▶ **What is being asked**
Filter the entries below down to the lines that hold "jacket".

(Collected data entries)
··········
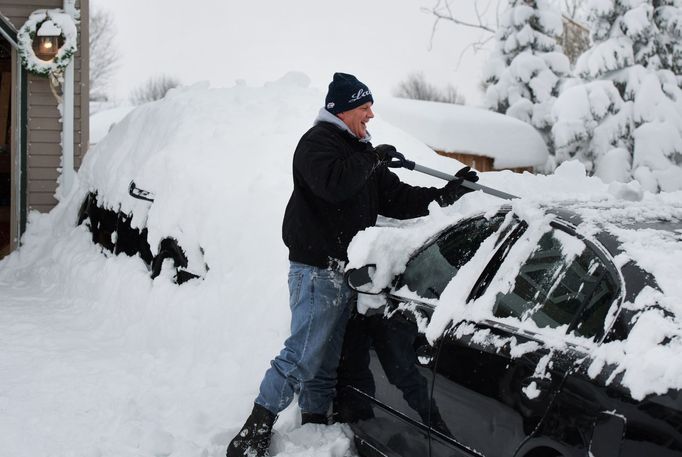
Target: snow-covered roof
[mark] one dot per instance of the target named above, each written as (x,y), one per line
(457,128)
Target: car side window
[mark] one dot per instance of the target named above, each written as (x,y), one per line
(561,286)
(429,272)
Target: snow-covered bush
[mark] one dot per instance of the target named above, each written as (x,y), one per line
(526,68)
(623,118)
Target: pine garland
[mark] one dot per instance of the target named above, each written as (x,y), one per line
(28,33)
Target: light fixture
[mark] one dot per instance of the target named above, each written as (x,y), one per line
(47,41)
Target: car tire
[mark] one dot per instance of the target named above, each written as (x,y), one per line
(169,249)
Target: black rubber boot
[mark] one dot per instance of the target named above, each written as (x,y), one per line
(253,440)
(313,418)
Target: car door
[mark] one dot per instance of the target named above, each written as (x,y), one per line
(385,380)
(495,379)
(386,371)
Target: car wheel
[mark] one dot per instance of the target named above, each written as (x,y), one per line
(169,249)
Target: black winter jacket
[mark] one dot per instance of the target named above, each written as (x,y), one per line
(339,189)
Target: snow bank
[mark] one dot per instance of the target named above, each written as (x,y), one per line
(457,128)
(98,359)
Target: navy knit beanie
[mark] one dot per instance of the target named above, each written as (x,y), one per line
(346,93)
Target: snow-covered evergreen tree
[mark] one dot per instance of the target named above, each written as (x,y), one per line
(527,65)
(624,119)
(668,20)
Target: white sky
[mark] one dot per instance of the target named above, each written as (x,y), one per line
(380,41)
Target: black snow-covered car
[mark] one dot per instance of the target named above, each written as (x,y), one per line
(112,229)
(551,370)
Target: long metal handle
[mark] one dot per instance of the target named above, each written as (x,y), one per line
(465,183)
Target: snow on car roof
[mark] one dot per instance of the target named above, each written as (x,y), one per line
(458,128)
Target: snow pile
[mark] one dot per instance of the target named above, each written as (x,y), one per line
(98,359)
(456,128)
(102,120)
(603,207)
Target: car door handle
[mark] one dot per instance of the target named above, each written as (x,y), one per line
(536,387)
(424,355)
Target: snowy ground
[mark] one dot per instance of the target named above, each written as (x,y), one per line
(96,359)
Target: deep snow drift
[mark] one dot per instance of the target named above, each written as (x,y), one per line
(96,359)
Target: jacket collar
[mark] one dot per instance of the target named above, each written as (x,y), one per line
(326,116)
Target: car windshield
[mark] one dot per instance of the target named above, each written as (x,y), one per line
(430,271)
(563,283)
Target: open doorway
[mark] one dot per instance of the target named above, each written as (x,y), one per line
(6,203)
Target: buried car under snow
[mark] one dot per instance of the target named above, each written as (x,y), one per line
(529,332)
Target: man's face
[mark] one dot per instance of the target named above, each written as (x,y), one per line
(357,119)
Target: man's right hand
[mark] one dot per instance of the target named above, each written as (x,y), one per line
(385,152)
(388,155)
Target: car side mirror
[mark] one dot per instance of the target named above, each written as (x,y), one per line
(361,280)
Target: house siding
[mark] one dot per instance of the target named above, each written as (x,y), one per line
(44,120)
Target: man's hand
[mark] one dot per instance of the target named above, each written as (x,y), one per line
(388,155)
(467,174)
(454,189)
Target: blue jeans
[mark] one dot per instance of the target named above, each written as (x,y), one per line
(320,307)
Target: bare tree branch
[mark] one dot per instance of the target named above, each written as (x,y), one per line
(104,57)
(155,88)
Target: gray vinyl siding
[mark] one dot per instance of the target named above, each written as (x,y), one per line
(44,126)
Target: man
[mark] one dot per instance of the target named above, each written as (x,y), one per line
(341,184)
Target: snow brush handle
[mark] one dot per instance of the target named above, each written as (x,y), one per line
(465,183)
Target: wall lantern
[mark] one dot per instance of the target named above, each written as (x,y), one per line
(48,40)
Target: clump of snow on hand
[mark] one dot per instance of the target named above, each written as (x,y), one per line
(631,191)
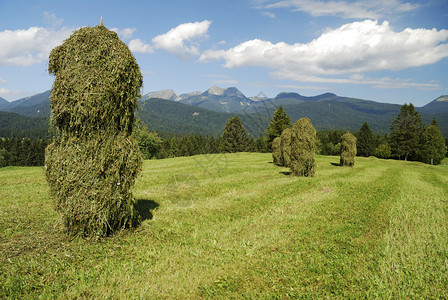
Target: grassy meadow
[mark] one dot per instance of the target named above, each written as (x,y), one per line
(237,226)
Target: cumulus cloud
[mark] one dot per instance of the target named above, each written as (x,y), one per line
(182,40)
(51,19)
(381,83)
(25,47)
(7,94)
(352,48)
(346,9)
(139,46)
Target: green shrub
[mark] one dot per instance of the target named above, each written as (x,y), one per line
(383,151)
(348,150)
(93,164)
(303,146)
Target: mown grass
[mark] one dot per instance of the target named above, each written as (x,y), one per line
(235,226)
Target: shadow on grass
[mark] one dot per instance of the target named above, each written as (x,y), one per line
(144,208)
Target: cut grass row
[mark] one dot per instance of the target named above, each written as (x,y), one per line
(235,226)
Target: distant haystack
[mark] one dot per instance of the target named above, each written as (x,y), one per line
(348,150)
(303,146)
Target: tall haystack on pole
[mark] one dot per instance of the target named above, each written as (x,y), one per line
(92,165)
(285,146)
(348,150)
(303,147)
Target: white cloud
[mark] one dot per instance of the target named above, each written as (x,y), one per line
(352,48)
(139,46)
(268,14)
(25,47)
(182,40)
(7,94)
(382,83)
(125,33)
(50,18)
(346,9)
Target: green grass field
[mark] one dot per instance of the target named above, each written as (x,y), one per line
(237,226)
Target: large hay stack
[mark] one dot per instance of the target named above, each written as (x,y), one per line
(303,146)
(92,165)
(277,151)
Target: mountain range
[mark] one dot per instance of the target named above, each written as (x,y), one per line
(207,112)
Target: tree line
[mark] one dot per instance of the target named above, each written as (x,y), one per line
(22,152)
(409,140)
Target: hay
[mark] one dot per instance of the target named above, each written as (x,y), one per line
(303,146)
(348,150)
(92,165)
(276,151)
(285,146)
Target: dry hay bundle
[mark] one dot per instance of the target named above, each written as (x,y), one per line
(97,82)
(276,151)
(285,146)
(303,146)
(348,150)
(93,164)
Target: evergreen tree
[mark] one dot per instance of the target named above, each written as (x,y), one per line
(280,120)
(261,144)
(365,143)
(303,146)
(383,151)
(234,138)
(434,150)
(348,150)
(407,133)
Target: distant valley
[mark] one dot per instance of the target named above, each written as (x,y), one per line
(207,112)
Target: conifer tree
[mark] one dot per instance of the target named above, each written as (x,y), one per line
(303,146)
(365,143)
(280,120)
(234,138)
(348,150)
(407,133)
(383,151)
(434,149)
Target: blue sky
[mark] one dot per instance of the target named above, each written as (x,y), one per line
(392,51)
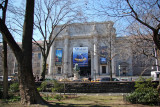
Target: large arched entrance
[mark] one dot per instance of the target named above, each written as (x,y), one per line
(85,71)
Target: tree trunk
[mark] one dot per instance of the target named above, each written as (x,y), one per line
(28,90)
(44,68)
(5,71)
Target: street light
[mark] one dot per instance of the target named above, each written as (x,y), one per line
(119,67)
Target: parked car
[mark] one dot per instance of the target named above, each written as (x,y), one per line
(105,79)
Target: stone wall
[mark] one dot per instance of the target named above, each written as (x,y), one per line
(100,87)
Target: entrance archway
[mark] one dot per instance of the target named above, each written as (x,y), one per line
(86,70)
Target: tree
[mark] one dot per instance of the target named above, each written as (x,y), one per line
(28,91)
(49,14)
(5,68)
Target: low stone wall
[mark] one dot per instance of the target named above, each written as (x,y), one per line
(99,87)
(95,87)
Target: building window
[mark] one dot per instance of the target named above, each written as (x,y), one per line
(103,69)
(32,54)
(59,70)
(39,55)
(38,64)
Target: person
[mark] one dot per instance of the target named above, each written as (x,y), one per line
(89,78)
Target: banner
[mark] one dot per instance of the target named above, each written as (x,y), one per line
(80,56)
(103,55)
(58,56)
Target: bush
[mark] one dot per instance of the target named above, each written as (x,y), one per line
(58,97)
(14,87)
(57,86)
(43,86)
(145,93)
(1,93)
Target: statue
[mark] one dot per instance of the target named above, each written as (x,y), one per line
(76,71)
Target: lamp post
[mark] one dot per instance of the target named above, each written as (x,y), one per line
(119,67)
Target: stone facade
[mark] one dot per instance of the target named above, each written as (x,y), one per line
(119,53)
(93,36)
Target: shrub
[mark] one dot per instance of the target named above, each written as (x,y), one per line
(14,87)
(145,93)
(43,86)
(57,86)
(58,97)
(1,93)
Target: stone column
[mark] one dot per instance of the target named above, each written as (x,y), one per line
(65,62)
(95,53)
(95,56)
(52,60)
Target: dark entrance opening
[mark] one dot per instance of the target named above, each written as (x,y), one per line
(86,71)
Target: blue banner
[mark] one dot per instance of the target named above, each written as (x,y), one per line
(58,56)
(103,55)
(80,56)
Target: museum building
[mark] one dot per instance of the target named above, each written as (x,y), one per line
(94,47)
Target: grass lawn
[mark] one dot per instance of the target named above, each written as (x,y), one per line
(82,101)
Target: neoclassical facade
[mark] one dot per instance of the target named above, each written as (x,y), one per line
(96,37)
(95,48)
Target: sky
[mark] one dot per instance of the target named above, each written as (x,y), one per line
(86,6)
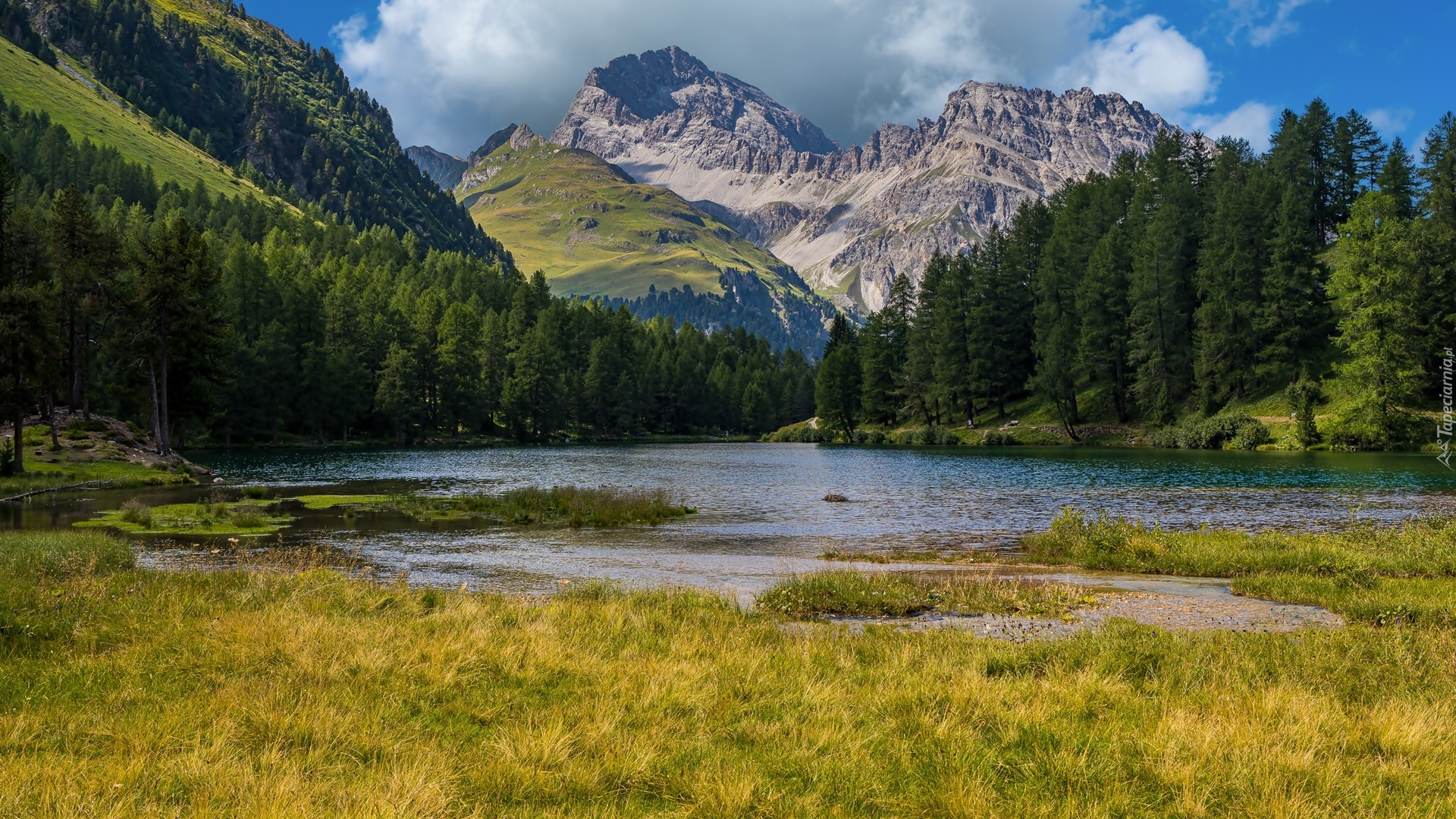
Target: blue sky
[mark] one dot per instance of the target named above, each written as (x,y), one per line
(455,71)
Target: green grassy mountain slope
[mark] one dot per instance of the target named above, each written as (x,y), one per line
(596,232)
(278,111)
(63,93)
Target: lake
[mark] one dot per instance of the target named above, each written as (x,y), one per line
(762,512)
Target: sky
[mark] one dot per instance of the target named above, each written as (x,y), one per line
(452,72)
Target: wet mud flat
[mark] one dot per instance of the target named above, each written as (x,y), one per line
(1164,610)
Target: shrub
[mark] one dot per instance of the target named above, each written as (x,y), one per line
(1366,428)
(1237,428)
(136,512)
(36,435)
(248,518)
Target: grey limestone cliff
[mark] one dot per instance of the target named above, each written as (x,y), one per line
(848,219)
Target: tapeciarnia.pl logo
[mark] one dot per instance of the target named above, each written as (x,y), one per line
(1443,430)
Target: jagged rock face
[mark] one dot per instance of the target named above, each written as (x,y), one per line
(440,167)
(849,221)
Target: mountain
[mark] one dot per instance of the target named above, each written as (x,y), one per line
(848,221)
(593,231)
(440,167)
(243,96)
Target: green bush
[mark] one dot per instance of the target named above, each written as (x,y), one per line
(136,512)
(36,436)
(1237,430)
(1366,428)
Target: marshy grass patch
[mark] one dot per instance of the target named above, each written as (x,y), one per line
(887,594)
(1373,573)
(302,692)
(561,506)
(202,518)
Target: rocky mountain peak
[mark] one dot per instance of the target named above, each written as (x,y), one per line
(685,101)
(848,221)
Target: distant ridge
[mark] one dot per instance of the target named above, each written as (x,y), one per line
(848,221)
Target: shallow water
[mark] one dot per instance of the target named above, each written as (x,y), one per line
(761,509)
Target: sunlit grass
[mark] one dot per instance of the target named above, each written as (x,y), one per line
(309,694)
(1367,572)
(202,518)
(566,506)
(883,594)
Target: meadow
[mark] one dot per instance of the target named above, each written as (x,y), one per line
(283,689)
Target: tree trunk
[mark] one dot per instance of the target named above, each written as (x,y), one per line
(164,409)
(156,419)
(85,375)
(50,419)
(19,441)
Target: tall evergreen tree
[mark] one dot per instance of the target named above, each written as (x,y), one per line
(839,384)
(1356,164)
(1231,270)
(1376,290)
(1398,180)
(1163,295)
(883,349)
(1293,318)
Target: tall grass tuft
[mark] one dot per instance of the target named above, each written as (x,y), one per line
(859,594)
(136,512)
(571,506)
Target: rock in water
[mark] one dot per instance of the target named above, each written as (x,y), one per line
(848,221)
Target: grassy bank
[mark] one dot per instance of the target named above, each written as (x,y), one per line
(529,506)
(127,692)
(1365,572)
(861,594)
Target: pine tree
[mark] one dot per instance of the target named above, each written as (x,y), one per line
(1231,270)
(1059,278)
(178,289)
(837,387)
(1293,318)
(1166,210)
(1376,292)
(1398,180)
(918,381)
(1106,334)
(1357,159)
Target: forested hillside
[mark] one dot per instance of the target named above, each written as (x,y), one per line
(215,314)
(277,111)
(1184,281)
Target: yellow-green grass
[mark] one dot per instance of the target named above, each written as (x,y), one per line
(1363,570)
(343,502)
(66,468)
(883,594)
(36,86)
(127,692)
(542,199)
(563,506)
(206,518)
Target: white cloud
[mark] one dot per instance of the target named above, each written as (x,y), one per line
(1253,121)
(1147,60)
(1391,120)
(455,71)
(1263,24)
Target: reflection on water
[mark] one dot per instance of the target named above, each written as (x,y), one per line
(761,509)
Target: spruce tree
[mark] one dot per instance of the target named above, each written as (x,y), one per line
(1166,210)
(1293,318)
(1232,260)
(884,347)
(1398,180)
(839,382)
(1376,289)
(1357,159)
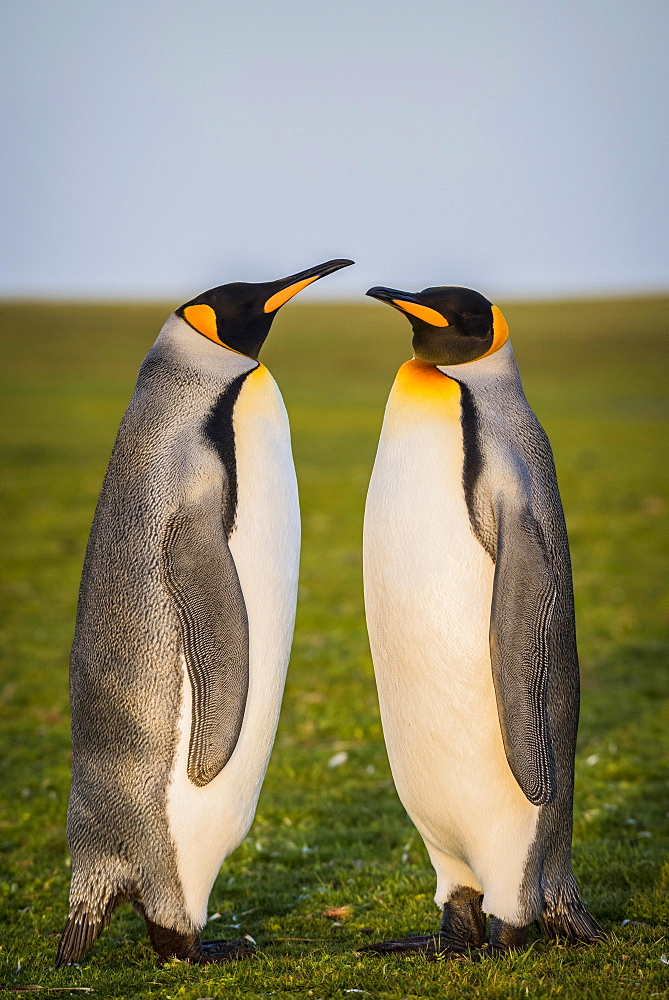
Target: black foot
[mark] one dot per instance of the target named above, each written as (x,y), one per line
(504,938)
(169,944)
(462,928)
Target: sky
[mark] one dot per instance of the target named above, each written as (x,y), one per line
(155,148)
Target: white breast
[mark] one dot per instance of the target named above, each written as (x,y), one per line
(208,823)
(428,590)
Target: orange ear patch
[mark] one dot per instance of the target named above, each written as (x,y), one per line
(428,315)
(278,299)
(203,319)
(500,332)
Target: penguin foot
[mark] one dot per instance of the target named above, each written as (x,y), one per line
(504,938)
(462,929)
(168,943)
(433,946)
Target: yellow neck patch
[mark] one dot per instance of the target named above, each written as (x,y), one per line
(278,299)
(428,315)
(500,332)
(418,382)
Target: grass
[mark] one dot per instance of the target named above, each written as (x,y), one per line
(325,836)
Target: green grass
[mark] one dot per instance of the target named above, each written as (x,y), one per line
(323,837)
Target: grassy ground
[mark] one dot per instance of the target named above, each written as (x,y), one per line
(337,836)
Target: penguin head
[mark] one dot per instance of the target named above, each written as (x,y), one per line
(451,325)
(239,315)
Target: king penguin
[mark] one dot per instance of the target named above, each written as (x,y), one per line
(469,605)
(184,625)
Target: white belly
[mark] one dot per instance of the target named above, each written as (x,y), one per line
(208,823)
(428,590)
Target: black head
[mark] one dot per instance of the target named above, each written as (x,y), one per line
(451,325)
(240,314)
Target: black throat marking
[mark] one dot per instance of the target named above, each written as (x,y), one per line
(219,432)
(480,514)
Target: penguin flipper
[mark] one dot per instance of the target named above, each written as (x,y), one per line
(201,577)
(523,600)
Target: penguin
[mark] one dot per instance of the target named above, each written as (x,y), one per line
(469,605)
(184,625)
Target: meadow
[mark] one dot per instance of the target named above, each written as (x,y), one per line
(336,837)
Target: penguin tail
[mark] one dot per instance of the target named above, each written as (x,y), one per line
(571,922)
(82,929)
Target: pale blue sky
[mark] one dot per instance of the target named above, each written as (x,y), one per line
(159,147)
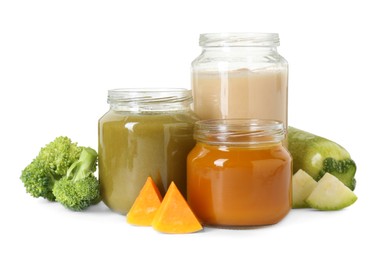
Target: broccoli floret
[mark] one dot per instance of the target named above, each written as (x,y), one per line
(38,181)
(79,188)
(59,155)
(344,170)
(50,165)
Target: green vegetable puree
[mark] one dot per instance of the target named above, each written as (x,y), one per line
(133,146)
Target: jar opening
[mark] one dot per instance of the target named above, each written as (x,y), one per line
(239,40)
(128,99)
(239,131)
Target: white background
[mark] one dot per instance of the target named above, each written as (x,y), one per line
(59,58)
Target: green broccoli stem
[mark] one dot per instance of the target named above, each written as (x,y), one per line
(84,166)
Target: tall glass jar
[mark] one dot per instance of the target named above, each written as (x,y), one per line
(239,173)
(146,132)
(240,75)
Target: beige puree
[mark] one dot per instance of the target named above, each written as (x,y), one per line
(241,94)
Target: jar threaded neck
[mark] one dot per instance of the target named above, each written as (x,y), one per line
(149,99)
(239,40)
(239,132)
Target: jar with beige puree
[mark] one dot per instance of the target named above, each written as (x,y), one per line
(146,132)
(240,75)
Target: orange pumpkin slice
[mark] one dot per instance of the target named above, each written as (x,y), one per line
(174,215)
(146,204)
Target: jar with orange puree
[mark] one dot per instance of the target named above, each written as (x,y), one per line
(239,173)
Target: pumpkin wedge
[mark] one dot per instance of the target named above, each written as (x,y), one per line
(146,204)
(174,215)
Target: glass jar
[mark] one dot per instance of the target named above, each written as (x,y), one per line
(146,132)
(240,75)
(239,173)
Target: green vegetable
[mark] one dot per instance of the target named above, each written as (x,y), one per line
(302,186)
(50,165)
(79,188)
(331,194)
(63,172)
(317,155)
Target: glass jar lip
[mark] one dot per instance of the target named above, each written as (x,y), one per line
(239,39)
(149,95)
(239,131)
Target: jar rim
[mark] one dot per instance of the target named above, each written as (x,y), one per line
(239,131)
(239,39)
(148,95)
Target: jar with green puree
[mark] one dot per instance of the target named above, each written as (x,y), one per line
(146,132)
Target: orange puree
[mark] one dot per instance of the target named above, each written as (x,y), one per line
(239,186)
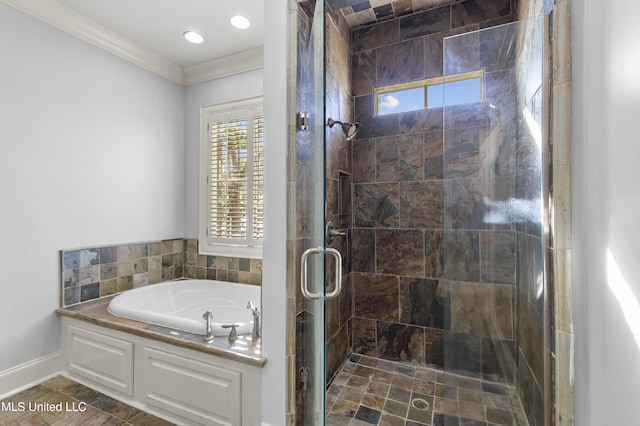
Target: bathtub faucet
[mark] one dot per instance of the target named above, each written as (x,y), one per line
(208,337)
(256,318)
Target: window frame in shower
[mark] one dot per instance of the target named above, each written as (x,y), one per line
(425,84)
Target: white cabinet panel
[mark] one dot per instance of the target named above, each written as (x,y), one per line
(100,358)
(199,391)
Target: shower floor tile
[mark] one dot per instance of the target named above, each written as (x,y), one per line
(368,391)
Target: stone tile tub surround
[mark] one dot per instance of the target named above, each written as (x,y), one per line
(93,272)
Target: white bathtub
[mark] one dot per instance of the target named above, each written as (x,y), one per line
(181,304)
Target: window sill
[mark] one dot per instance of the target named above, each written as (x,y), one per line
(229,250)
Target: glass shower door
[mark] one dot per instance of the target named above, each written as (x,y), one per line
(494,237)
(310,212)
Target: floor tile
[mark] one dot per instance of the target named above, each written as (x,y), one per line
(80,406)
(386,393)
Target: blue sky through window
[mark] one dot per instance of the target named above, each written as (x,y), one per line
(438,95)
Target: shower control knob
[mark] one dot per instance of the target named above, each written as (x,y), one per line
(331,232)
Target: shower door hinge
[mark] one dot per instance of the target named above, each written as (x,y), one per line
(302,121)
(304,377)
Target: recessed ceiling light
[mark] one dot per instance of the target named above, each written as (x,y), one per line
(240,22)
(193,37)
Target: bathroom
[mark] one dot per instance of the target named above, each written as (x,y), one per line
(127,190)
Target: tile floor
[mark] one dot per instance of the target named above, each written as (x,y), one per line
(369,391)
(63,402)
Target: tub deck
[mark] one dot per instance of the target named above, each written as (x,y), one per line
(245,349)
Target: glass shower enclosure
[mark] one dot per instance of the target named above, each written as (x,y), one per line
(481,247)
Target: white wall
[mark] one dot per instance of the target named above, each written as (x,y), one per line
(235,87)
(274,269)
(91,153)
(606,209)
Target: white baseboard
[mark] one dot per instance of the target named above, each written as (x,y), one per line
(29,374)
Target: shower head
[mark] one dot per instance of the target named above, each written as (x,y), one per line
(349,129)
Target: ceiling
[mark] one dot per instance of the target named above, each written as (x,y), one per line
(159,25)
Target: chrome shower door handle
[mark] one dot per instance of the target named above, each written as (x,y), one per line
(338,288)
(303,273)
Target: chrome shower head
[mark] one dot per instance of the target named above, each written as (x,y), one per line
··········
▶ **Your solution**
Target: black winter jacket
Target: jacket collar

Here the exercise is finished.